Copy each of the records below word for word, keeping every line unchanged.

>>>

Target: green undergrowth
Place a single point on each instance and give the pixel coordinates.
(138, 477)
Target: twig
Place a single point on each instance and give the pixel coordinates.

<<<

▸ **Exercise output**
Target: green undergrowth
Place a single point on each instance and give the pixel coordinates.
(138, 477)
Target: twig
Place a single point on each instance and give the pixel coordinates.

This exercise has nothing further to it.